START RECORDED DATA

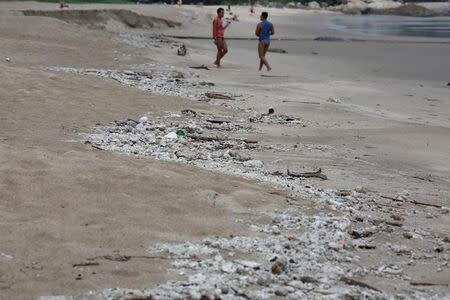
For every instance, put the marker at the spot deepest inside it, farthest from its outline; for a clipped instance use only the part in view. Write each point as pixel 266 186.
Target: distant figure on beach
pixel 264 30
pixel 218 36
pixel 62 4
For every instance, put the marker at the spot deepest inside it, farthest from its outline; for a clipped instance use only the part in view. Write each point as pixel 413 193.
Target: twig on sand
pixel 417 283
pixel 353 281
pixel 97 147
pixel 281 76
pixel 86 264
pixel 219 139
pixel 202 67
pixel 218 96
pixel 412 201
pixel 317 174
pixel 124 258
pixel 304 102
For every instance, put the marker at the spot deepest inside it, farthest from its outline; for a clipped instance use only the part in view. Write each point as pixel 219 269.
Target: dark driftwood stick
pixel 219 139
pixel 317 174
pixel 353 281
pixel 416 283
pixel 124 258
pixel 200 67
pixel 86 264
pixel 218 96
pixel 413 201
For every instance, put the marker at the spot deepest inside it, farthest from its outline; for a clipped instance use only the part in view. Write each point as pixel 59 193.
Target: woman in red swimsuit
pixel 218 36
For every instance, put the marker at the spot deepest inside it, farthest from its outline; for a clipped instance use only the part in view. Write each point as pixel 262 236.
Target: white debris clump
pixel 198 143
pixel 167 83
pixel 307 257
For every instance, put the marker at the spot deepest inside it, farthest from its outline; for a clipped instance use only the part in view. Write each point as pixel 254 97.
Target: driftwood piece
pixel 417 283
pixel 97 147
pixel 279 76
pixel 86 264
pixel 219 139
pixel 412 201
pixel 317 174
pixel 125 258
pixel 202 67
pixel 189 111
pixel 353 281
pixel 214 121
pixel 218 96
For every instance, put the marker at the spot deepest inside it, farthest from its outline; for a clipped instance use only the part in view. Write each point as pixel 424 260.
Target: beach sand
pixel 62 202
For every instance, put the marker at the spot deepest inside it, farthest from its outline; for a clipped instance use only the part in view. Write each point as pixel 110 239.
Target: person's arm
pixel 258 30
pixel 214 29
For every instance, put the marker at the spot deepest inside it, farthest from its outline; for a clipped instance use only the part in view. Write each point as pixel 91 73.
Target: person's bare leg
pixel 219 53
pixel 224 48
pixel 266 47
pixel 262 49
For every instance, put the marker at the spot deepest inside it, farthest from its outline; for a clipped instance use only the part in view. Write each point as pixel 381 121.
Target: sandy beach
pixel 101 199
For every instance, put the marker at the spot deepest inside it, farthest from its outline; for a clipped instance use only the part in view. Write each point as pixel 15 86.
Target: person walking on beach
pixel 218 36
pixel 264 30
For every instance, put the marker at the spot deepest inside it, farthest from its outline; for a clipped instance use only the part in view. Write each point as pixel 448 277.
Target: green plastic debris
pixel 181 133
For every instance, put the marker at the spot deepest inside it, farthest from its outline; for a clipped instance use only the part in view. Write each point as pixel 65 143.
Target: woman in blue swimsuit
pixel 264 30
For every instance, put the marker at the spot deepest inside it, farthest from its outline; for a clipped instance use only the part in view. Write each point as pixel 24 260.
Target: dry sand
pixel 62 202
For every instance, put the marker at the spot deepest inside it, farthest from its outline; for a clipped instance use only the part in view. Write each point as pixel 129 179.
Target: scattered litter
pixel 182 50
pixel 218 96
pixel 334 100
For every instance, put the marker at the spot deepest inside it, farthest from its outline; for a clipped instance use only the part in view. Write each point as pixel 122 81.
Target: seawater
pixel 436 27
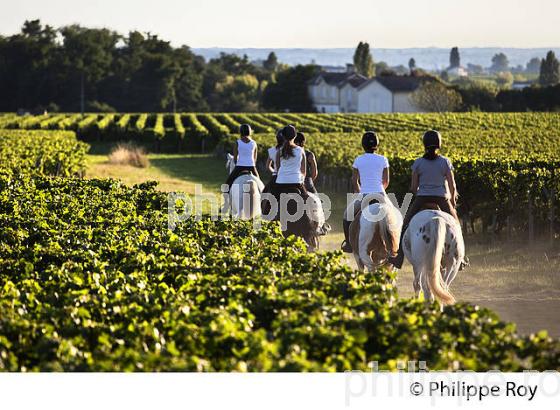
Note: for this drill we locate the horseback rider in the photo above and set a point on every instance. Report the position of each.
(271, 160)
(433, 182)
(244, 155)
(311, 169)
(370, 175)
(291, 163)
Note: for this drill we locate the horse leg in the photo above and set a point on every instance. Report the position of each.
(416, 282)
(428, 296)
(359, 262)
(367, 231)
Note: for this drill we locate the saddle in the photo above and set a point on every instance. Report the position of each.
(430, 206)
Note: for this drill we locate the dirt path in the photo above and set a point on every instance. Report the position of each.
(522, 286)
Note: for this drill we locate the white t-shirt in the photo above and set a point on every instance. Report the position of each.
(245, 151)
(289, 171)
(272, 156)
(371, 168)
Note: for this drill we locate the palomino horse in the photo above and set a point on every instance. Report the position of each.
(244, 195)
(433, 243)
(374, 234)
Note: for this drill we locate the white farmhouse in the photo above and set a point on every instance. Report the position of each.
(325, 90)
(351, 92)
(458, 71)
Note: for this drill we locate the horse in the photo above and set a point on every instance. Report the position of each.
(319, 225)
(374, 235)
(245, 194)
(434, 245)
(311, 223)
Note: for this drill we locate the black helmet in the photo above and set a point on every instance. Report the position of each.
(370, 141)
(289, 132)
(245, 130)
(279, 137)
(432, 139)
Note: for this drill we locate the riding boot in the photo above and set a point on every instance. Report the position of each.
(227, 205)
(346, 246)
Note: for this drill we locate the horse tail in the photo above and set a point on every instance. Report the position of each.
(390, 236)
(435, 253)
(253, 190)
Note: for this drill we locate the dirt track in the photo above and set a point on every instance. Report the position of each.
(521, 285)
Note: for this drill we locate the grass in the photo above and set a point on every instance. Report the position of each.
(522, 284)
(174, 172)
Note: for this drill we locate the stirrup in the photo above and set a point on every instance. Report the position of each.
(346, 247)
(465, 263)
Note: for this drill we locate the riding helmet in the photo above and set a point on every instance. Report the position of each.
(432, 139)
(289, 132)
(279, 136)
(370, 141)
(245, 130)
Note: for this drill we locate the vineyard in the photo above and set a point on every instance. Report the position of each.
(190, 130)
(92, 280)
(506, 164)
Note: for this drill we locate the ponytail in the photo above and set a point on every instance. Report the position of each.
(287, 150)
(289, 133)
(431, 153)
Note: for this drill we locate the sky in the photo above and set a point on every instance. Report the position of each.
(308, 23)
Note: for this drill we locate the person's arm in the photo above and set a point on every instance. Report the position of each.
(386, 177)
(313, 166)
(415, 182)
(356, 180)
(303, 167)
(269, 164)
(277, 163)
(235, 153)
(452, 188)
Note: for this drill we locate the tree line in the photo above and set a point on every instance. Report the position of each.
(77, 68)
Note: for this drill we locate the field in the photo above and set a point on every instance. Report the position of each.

END RECORDED DATA

# ACTIVITY
Verbatim repeat, images removed: give each entry again exactly as it reads.

# YOUR RESPONSE
For every instance, put the marker at the spot deepest inside it, farthest from its outline; for a clipped instance use only the part in view. Write each point as pixel 266 186.
Target: distant figure on beach
pixel 264 30
pixel 218 36
pixel 62 4
For every instance, put the marker at the spot deepest inside it, farthest from its outline; for a clipped instance use only the part in view. Write each point as pixel 413 193.
Target: twig on sand
pixel 417 283
pixel 353 281
pixel 97 147
pixel 281 76
pixel 86 264
pixel 219 139
pixel 202 67
pixel 218 96
pixel 412 201
pixel 317 174
pixel 124 258
pixel 304 102
For every instance, put the marker at the spot deepest inside it, farthest from its outline; for a clipped instance use only the part in view. Write each point as pixel 219 269.
Target: dark driftwood stick
pixel 219 139
pixel 317 174
pixel 353 281
pixel 416 283
pixel 124 258
pixel 200 67
pixel 86 264
pixel 218 96
pixel 413 201
For every instance, put the marker at the spot deepest inside it, farthest from its outline; for a clipped instance use only the part in view. Write each point as pixel 59 193.
Target: woman in red swimsuit
pixel 218 36
For every instance, put the marker at the spot deepest inside it, farthest from its outline; for a clipped instance use only the part in view. Write each point as pixel 262 236.
Target: white debris clump
pixel 198 143
pixel 167 83
pixel 307 257
For every instance, put the marker at the spot deepest inside it, farthest from its outline; for a clipped instance use only the part in view. Write each point as pixel 254 97.
Target: driftwood piece
pixel 417 283
pixel 97 147
pixel 279 76
pixel 86 264
pixel 219 139
pixel 412 201
pixel 317 174
pixel 125 258
pixel 202 67
pixel 189 111
pixel 353 281
pixel 214 121
pixel 218 96
For every instance, put the marker at the spot deepest inside it, farthest from its outline; for a clipped instance use only the part in view. Write each point as pixel 424 260.
Target: beach sand
pixel 62 202
For every instance, put the marker at the spot deepest inside it, farthest from its outline; for a clipped instance use only the part in view. Write each point as pixel 110 239.
Target: person's arm
pixel 258 30
pixel 214 29
For every instance, put the marker at the spot deepest inside it, farthest from its outline; for a clipped instance use only the part in view. Write each point as pixel 91 73.
Target: person's bare leg
pixel 219 53
pixel 224 48
pixel 266 47
pixel 262 49
For every instance, put the marker at the spot deepest inside it, farthest from its outline; for a clipped instance use only the part in view. Write each point as pixel 381 121.
Target: sandy beach
pixel 101 199
For every instance, put the marker at the spot deepest inside it, farthest from its outline; for a clipped instance use only the part in view. Write each point as pixel 15 86.
Target: person walking on beach
pixel 218 36
pixel 264 30
For every instance, put the marker at the spot deepest inside it, farthest from its outline; for a clipped instance use only the part in view. Write each point as pixel 448 277.
Target: green plastic debris
pixel 181 133
For every instance, put the marker at the spot deepest inside it, farthest from its outline; for a clipped instance use only the part in view. Write each point as pixel 65 143.
Target: woman in blue swimsuit
pixel 264 30
For every instance, put the marker at the spot deepest inside it, farthest from its outline; for a clipped instance use only the part in view. Write each point as pixel 24 260.
Target: dry sand
pixel 62 202
For every instance, put the marker at the spot deepest inside it, farthest from its outline; for a clipped instance use only the part in view. Write each point as pixel 129 179.
Target: scattered litter
pixel 182 50
pixel 218 96
pixel 334 100
For every instance, put the marker at the spot deepest inside it, farthest from its outline; for a clipped instance use only the part in view. Write each point as pixel 122 81.
Target: seawater
pixel 436 27
Note: for this drill we locate the horseback rider in the photo above and set a point on every instance. Report the position of each.
(271, 160)
(433, 182)
(244, 155)
(311, 169)
(370, 175)
(291, 163)
Note: for this drill we locate the horse leg in the photo above and set a point on every instance. Report the position of each.
(416, 282)
(428, 296)
(359, 262)
(367, 231)
Note: for this drill we locate the saddle in the photo above and set a point on every instance. Report the position of each.
(430, 206)
Note: for this drill we locate the dirt path in the photo above and set a point on every instance. Report the position of each.
(522, 286)
Note: for this drill we locate the white t-shirt in the photo above and set a point on every instance. Report the position of each.
(245, 151)
(289, 171)
(272, 156)
(371, 168)
Note: for this drill we locate the palomino horse in the photo above and set a point on every instance. Report the position of each.
(244, 195)
(433, 243)
(374, 234)
Note: for this drill we locate the white farmhouse in the photo above and set a point on every instance. Report the position of each.
(325, 90)
(351, 92)
(458, 71)
Note: for this drill we locate the horse in the photo above and set a point on every instance. Report the position of each.
(319, 225)
(374, 235)
(245, 194)
(434, 245)
(311, 223)
Note: for this drill we locate the black helmet in the photo above and set a point on every instance. Report the position of each.
(370, 141)
(289, 132)
(245, 130)
(279, 137)
(432, 139)
Note: for this drill we locate the riding boot in the photo above and set a point on every instance. Report the position of each.
(227, 205)
(346, 246)
Note: for this drill we locate the horse tail in the photo above and set a point on every instance. Report the position of each.
(390, 236)
(435, 253)
(253, 190)
Note: for this drill we locate the dirt track in the photo above and set a point on every instance. Report the position of each.
(521, 285)
Note: for this drill we locate the grass in the photo above and set a point on every instance. Report the position of each.
(522, 284)
(174, 172)
Note: for this drill we locate the stirrup in the photo above and set a point on every instance. Report the position of each.
(346, 247)
(465, 263)
Note: for this drill we locate the riding helmet in the photo above and set a point on every instance. Report the position of each.
(432, 139)
(289, 132)
(279, 136)
(370, 141)
(245, 130)
Note: for this drill we locate the vineyard in the photo above and set a point on every instance. Report the position of each.
(190, 130)
(92, 280)
(506, 164)
Note: for this drill we locate the ponytail in the photo above and set a point on every instance. Report the position of each.
(287, 150)
(289, 133)
(431, 153)
Note: for this drill we locate the sky in the photo above and set a point on every instance. Report the position of each.
(308, 23)
Note: for this drill we locate the person's arm in the photo above and set a point on every instance. Report the position of each.
(386, 177)
(313, 166)
(415, 182)
(356, 180)
(303, 167)
(269, 164)
(277, 163)
(235, 153)
(452, 188)
Note: for this drill we locate the tree line in the photo above and set a point on every instance. Report the position of each.
(77, 68)
Note: for this drill we locate the field in the photo above and set a point on every instance. Report the position of each.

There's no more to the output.